Problem details: Continue the text on the NZEI and PPTA Better Funding camper van tour, starting after its final sentence.

Text passage:

┏━━

There was plenty of discussion as the NZEI met PPTA members at Wakatipu High School for morning tea and to hear from Virginia Oakly from NZEI national executive who was out on campaign.
But no argument. That’s been the experience of all the activists on the Better Funding Better Learning camper van in the past three weeks as it travels the heartland – from Christchurch to the West Coast, Dunedin, South Otago, Southland and Central Otago.The joint campaign by NZEI and PPTA links all teachers – from early childhood to post-primary – in their efforts to end the funding freeze.
Debbie Dickson, principal of Remarkables Primary School at Queenstown was only too happy to speak out for Better Funding in a story which lead the Southern Television broadcast on the day the campaign rolled through town.
Here’s Channel 39 news in the South with a story on the Better Funding tour – it’s clear that the funding freeze is hitting this school hard.
The story starts about a minute into this video and features some thoughts from principal Debbie Dickson and board chair Jane Hughes from Remarkables Primary, NZEI’s Paula Reynolds, and parent Simon Small. It’s clear that the funding freeze is hitting this school hard.
Well said by everyone! https://youtu.be/eHkGKGQLO-o
Thanks to Southern Television for this link.
What does it take to get an MP to step into the shoes of a teacher aide and work alongside them for a day? The power of persuasion from a passionate NZEI member, it turns out! Dana Turnbull, chair of the Hokonui branch, has got a pledge from local MP Todd Barclay to find out what it’s like to do essential — but low-paid and insecure work — supporting children’s learning. Thumbs up to Todd for being prepared to do it – the next step is to persuade him and his caucus colleagues that the Government needs to unfreeze school funding so that support staff can get a fair pay rise without their hours being cut! All along the route of the Better Funding tour, educators will be reminding MPs and aspiring political candidates that we need more investment in teaching and learning, not tax cuts, to ensure our kids get the education they deserve.
We’ve been lucky enough to pick up a copy of Tuesday’s interview on Coast FM with NZEI’s Una McNair and Barry Townrow. They talk about some of the issues facing educators in New Zealand today, and their plans for the van tour.
You can listen in below.
Thanks very much to Coast FM for letting us share this!

┗━━

Information shown:
┏━━

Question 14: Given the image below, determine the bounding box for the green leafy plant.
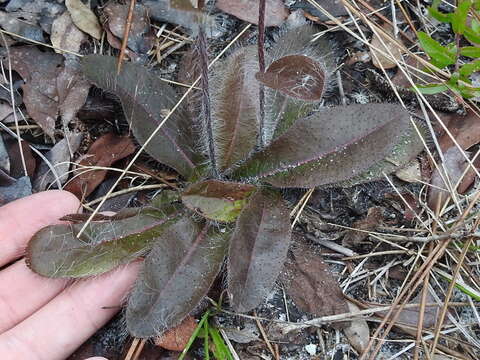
[417,0,480,99]
[27,26,423,338]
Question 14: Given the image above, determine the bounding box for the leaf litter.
[0,0,478,358]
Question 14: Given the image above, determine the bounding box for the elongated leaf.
[336,122,430,187]
[210,46,260,171]
[26,206,183,278]
[126,217,228,338]
[233,104,410,187]
[182,180,256,222]
[255,55,325,101]
[228,190,291,312]
[82,55,199,176]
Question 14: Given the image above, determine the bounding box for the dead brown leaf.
[6,46,63,138]
[4,46,90,139]
[65,0,102,40]
[0,11,45,42]
[64,134,135,199]
[428,146,480,211]
[104,2,154,54]
[155,316,197,351]
[33,133,83,191]
[50,11,87,53]
[438,110,480,152]
[285,239,349,328]
[57,60,90,126]
[216,0,289,26]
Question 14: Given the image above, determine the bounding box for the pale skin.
[0,190,139,360]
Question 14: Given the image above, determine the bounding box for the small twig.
[0,121,62,189]
[305,234,357,256]
[117,0,137,75]
[253,310,278,360]
[337,69,347,106]
[124,338,141,360]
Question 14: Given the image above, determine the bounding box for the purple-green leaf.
[26,202,180,278]
[82,55,200,177]
[182,180,256,222]
[264,25,335,144]
[228,189,291,312]
[210,46,260,171]
[126,217,228,338]
[233,104,411,188]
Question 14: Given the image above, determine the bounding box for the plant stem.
[197,24,220,179]
[258,0,266,149]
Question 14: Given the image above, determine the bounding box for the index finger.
[0,190,80,266]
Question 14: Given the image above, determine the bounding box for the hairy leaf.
[228,190,291,312]
[264,25,335,144]
[215,0,288,26]
[336,118,429,186]
[233,104,410,187]
[126,217,227,338]
[210,46,260,171]
[255,55,325,101]
[182,180,255,222]
[82,55,199,176]
[26,202,184,278]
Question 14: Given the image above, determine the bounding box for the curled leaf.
[126,217,227,338]
[264,25,335,144]
[233,104,416,187]
[82,55,199,177]
[182,180,256,222]
[255,55,326,101]
[26,207,183,278]
[228,190,291,312]
[65,0,102,40]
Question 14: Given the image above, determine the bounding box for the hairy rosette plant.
[27,26,422,338]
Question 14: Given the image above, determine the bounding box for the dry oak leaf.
[65,0,102,40]
[50,11,87,53]
[64,134,135,199]
[104,2,154,54]
[6,46,63,138]
[216,0,289,26]
[155,316,197,351]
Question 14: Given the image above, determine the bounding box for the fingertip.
[32,190,80,213]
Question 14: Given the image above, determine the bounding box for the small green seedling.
[417,0,480,99]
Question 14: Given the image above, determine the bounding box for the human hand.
[0,190,138,360]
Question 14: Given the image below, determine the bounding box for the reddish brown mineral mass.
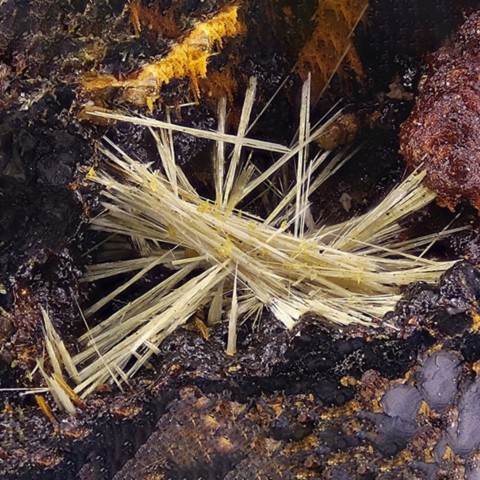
[400,12,480,210]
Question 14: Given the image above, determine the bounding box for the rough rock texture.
[400,9,480,209]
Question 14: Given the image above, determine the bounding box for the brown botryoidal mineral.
[400,12,480,210]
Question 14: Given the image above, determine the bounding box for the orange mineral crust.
[400,12,480,210]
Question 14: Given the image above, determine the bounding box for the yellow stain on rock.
[82,6,244,103]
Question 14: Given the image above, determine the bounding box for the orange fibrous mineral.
[296,0,368,94]
[83,5,244,102]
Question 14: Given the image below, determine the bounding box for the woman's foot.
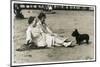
[63,41,72,47]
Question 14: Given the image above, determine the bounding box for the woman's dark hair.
[38,12,46,20]
[28,16,35,24]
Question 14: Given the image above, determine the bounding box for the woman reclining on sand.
[26,12,72,48]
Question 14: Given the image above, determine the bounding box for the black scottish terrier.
[72,29,89,45]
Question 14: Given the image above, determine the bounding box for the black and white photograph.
[10,0,96,66]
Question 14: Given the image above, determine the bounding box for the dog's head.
[72,29,79,37]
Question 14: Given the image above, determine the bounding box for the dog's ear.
[75,29,78,31]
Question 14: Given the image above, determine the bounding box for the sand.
[12,10,95,63]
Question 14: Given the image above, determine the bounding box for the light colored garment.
[26,19,67,47]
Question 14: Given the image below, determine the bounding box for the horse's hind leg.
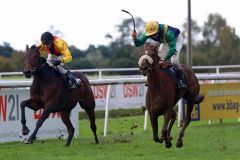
[167,110,177,139]
[20,99,39,135]
[150,111,160,143]
[60,112,74,146]
[162,110,172,148]
[176,100,194,148]
[25,109,51,144]
[79,102,99,144]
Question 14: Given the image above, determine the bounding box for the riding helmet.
[41,32,53,45]
[145,21,159,36]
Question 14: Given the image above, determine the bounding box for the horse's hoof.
[22,127,30,136]
[176,140,183,148]
[153,137,160,143]
[25,138,33,144]
[165,141,172,148]
[167,136,173,141]
[95,140,99,144]
[159,137,164,143]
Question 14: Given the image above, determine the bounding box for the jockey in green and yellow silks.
[131,21,187,88]
[38,32,81,88]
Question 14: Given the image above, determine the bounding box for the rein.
[31,57,47,75]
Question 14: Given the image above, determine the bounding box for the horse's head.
[23,45,42,78]
[138,43,160,76]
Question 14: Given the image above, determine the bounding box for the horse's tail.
[194,95,205,104]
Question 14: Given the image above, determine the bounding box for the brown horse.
[21,46,99,146]
[138,44,204,148]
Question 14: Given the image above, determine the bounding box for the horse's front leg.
[20,99,31,135]
[162,110,172,148]
[25,108,51,144]
[150,111,160,143]
[20,99,40,135]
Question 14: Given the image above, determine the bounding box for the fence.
[0,65,240,79]
[0,74,240,136]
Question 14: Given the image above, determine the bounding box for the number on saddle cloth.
[161,63,178,88]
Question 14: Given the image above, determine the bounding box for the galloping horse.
[21,46,99,146]
[138,44,204,148]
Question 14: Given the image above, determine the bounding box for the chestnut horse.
[21,46,99,146]
[138,44,204,148]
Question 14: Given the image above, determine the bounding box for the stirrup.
[74,78,82,86]
[178,80,187,89]
[68,80,77,89]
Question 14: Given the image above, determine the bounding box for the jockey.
[39,32,81,88]
[131,21,187,88]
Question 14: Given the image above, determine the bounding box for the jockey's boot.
[66,71,81,88]
[177,69,187,89]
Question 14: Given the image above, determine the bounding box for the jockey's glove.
[51,59,62,66]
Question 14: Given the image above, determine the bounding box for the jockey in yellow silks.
[38,32,81,88]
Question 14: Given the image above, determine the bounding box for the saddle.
[159,63,187,89]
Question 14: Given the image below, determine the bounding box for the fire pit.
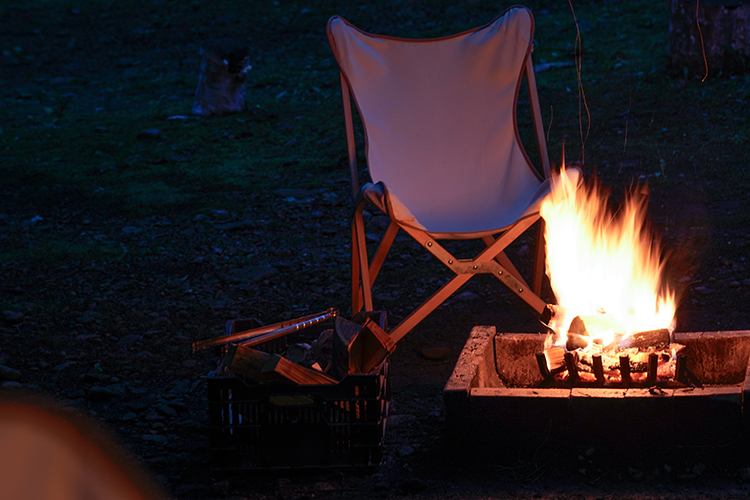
[443,326,750,457]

┗━━

Written response:
Local kindergarten kids staged a takeover of the Better Funding Heartland camper van when it visited Karoro Kidsfirst in Greymouth on Wednesday February 15.
“I looked in the bus and it was full of kids, they’d even done up their seat belts,” says local activist and retired primary principal Murray MacGibbon.
“It was a wonderful day with Te Whaea Ireland and a great group of activists. For me the highlight was going to the kindergarten, it was a lot of fun. We opened the door and they all piled in.”
He says Te Whaea, a teacher from Karoro School, knew people everywhere and sailed into shops and businesses where she knew parents. “It was very easy to get signatures, no one minds being shoulder-tapped.”
In Greymouth the day started with a phone call to local MP Damien O’Connor, who asked for petitions and postcards to be left at his office. The distinctive blue and yellow camper van called on three primary schools, two kindergartens and spent time downtown, again collecting over 200 signatures on the day and getting postcards signed. “We covered as much ground as possible,” says van driver Murray Smeaton .
He says community response has been 100% positive, and the campaign is getting a lot of great coverage. Schools are really supporting the tour, local media are very present and the van and activists are high visibility.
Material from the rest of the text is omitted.